## Things to do
**A)** In the passage on Supreme Court eligibility, how many years of standing as members of the Quebec bar must three judges have had under the proposed s. 6.1?
**B)** Return the passage on Supreme Court eligibility from "The AG implicitly" up to and including "to the Supreme Court.".
**C)** Write the next part of the passage on Supreme Court eligibility, picking up after its final sentence.

The AG implicitly supports the Hogg view. It relies on the fact that there has never been a constitutional entrenchment of any aspect of the composition of the Supreme Court. (Much of its argument dwells on the history of failed attempts to constitutionalize aspects of the Court.) According to the AG, neither s. 41(d) nor s. 42(1)(d) limit Parliament’s right to unilaterally change the “professional qualifications for appointment” to the Supreme Court.
That is a sweeping claim. Pushed to its logical extreme, it suggests that Parliament could simply do away with s. 6 altogether, and Québec would have no say in the matter. Indeed, it suggests that Parliament could unilaterally change s. 5 so that anyone could be appointed to the Supreme Court of Canada, whether they have legal training or not. Parliament could decree that, henceforth, people without any legal education are eligible to sit on the highest court in the land – a body capable of reviewing the decisions of provincial appellate courts throughout the country, and for interpreting the Constitution. That would, according to the AG, require no constitutional amendment.
Setting aside the undesirability of such a state of affairs, the AG’s interpretation of Part V strikes me as implausibly narrow. It is inconceivable that Parliament could unilaterally decide that the Court should have 15 members rather than 9 – that it could engage in the sort of “court-stacking” threatened by Roosevelt in the New Deal era. Likewise, it seems implausible to suppose that Parliament could unilaterally do away with a feature of the Supreme Court that goes to the heart of its claim of authority: its expertise in civil and common law. The AG is quite right, of course, that there is nothing that expressly says this in the Constitution Act 1982, or anywhere else. It is simply a background feature of our constitutional order, without which our system of constitutional arrangements would simply cease to make sense.
Part V Entrenches Ends, Not Means
Professor Paul Daly, in his submissions to the Senate Committee of Legal and Constitutional Affairs, seems to take this to be the end of the matter: the proposed declaratory provision purports to change the eligibility criteria of s. 6, and so would be invalid. (A similar position may have been staked out in Professor John Whyte’s op-ed.) I am not so sure.
The reasons for my uncertainty go back to the questions Professor Mathen and I raised about the purpose animating s. 6. As we have argued, there is some reason to think that the section was designed to do more than guarantee civil law expertise on the Supreme Court – Parliament could have achieved that aim without requiring three judges from Quebec. There is room to argue that s. 6 was also intended to provide special assurance to the Quebec bench and bar that the Court would have that expertise, and would be sensitive to Quebec’s legal traditions.
Let us suppose for the sake of argument, then, that s. 6 has two aims – expertise and assurance – considering each one in turn. The proposed s. 6.1 does not change the fact that three judges must have had 10 years standing as members of the Quebec bar. The declaratory provision would change only the requirement that, at the time of appointment, they be current members. This does not obviously strip away the guarantee of civil law expertise provided by the existing s. 6. If it did, we would have to assume that section 5 of the Supreme Court Act, which allows Supreme Court judges to be drawn from both past and current members of the bar, also fails as a guarantee of expertise in the common law. Yet no one doubts that s. 5’s purpose is to ensure expertise on the high court.

Excerpts of location labeling data
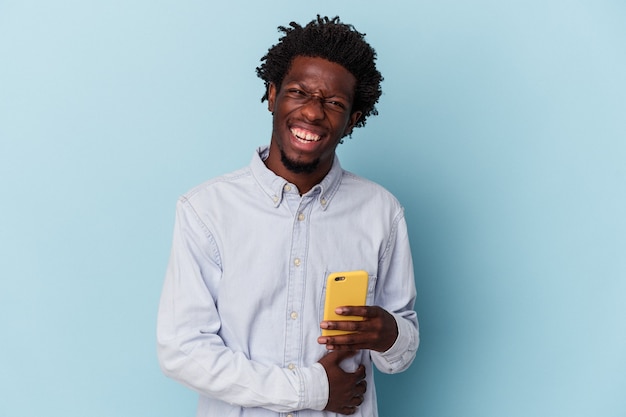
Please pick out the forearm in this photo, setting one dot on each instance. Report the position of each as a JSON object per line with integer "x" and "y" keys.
{"x": 213, "y": 370}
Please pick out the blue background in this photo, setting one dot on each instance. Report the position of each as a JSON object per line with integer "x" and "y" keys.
{"x": 502, "y": 130}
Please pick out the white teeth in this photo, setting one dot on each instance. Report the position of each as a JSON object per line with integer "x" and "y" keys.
{"x": 305, "y": 135}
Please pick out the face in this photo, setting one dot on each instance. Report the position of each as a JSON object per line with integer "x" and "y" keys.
{"x": 312, "y": 112}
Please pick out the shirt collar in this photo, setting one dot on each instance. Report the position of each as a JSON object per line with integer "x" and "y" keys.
{"x": 274, "y": 186}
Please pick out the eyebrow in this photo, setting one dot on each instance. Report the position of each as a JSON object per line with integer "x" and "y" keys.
{"x": 303, "y": 86}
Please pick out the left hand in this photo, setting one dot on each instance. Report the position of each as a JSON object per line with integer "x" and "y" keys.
{"x": 377, "y": 331}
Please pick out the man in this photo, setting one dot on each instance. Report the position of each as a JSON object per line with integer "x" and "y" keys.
{"x": 240, "y": 316}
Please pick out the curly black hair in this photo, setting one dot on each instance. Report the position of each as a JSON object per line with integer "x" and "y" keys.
{"x": 332, "y": 40}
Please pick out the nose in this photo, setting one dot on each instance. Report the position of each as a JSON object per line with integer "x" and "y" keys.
{"x": 313, "y": 109}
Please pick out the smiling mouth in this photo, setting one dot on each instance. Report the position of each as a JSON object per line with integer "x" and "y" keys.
{"x": 305, "y": 136}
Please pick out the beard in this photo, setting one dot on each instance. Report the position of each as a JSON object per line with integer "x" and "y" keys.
{"x": 298, "y": 167}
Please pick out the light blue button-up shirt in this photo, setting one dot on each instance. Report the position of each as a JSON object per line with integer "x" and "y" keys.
{"x": 244, "y": 290}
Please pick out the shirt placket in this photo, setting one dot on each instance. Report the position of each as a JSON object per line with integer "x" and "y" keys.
{"x": 300, "y": 209}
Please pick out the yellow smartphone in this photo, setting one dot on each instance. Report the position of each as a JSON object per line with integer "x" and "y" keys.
{"x": 344, "y": 289}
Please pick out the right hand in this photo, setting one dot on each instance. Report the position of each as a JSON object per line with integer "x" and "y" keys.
{"x": 346, "y": 389}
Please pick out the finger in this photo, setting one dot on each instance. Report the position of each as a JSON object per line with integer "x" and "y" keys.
{"x": 360, "y": 311}
{"x": 360, "y": 374}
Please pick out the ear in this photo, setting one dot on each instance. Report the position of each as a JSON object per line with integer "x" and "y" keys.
{"x": 271, "y": 97}
{"x": 354, "y": 117}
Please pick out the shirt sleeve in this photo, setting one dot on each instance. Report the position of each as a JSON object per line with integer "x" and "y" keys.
{"x": 189, "y": 347}
{"x": 396, "y": 293}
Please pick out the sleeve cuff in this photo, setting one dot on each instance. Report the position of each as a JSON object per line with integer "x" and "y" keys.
{"x": 400, "y": 355}
{"x": 314, "y": 394}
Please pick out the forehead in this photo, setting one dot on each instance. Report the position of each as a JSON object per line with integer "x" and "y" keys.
{"x": 321, "y": 75}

## Results of the tasks
**A)** 10 years

**B)**
The AG implicitly supports the Hogg view. It relies on the fact that there has never been a constitutional entrenchment of any aspect of the composition of the Supreme Court. (Much of its argument dwells on the history of failed attempts to constitutionalize aspects of the Court.) According to the AG, neither s. 41(d) nor s. 42(1)(d) limit Parliament’s right to unilaterally change the “professional qualifications for appointment” to the Supreme Court.

**C)**
Does it matter that s. 6.1 effectively changes how civil law expertise is guaranteed? I don’t think so. Even if we accept Monahan’s and Newman’s arguments that the “essential” characteristics of the Supreme Court have been effectively constitutionalized by Part V, there is no reason to describe them in the concretized terms of the Supreme Court Act. Here, I take to heart Newman’s (and the AG’s) observation that attempts to entrench specific professional qualifications have all failed. Like Newman, I cannot reconcile Monahan’s conclusion, that the precise terms of ss. 5 and 6 of the Supreme Court Act have been constitutionalized, with the reality of Canada’s constitutional history. The former ignores too much. And it strikes me as an unnecessary move to make. Rather than say that the precise means by which the Supreme Court Act guarantees legal expertise is constitutionally entrenched, we could more easily (and defensibly) say that Part V requires only that Parliament create some form of legislation capable of achieving that result. Thus, it could not (as the AG suggests) simply strip away any and all professional qualifications for Supreme Court Justices. It could, however, protect the requirement of professional qualifications in different ways – e.g., by changing s. 5 so that it explicitly requires “legal expertise” rather than 10 years standing at the bar. Within certain bounds, Parliament would have a degree of leeway.
This approach does three things. First, it pays due heed to Monahan’s point that Part V must have some content. Second, it recognizes Newman’s point that some sort of “court of last resort” is essential in our system of government, but that it is less essential to have a court with one set of specific features rather than another – e.g., whether it is the Privy Council or the Supreme Court of Canada. Finally, my approach takes into account that there has been no express constitutional entrenchment of any part of the Supreme Court Act, and no amendment of s. 101 of the Constitution Act, 1867. There is, therefore, no reason to conclude that Parliament’s constitutional authority to ‘tinker’ with the Supreme Court of Canada has been foreclosed insofar as it achieves a broad set of ends.
There is nothing radical in this view. As I have argued here and here, the Constitution frequently prescribes a goal or baseline and then leaves it to the legislature to determine how best to achieve it. Indeed, several decisions in the McLachlin Court era have emphasized that, where one of several remedial approaches would resolve a constitutional infirmity, the courts should defer to the one preferred by the legislature (or, where applicable, executive branch). It is the responsibility of the courts, as guardians of the Constitution, to police the baseline; it is the responsibility of the legislature, as the setter of the country’s policy agenda, to decide how best to reach that baseline.
If s. 6 of the Supreme Court Act protected only the civil law expertise of the Court, there would be no constitutional issue with s. 6.1. (Of course, there would arguably be no reason to enact the declaratory provision in that case.) But s. 6, as we have seen, may serve a second function: to provide assurance to the Quebec bench and bar. Is that an “essential” characteristic of the Supreme Court?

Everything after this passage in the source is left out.